▶ SUPPLIED TEXT:
•••••
Sometimes it takes a beat for orders to show up in your system, but that’s no reason to leave your customer hanging. If you can’t (or don’t want to) send an immediate confirmation email, many small businesses and large ones (Amazon included) redirect buyers to an order confirmation page as soon as they hit the “buy” button. The message might say nothing more than, “Thanks for your order, we’ll get back to you soon,” but at least the customer knows the order went through. You can include links, next steps and order information, but the problem with a pop-up window is that it’s temporary. You can’t really count on your customer reading it, and once they close it, it’s gone forever. You should always follow up with an email that has all the important information they might want to save.

Shipping Notification Email

The message is simple: your order has shipped. But the biggest question is, “When will it be delivered?” Shipping confirmation emails should include a tracking number and a link to the tracking website, whether that’s a branded page on your website, or a shipping carrier’s website. This email will be saved and may be opened a dozen times, so here are a few tips on how to make it interesting.

  • Sure, it’s a transactional email, but it doesn’t have to look or sound like one. Think about how you would share the news if you were speaking to your customer in person, and build that excitement into your brand voice. Here’s the shipping notification I received from that same company: 
  • Ideally, the customer shouldn’t have to type in their tracking number after clicking through to the tracking page.
  • Include any special delivery instructions they requested in their order.
  • Depending on the carrier, offer alternative delivery options such as a neighbor’s house or a drop-off site.
  • Make it mobile-friendly.
  • Include customer service contact information.
  • If you’ve invested in custom packaging, encourage customers to follow you on social media and share their big unboxing moment.
  • Offer them the opportunity to opt in or out of tracking updates by email or text.
  • Offer them the opportunity to create an account and opt in to marketing emails.
•••••
▶ DATA LINES:
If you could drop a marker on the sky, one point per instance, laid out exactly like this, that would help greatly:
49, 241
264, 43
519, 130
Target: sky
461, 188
•••••
▶ WHAT TO WORK ON:
**A)** What two things should a shipping confirmation email include, according to the text on customer order emails?
**B)** Copy the text on customer order emails word for word from "The message is" to "the tracking page.".
The listing has no connection to the text on customer order emails.

▶ SOLUTIONS TO THE TASKS:
**A)** A tracking number and a link to the tracking website.

**B)**
The message is simple: your order has shipped. But the biggest question is, “When will it be delivered?” Shipping confirmation emails should include a tracking number and a link to the tracking website, whether that’s a branded page on your website, or a shipping carrier’s website. This email will be saved and may be opened a dozen times, so here are a few tips on how to make it interesting.

  • Sure, it’s a transactional email, but it doesn’t have to look or sound like one. Think about how you would share the news if you were speaking to your customer in person, and build that excitement into your brand voice. Here’s the shipping notification I received from that same company: 
  • Ideally, the customer shouldn’t have to type in their tracking number after clicking through to the tracking page.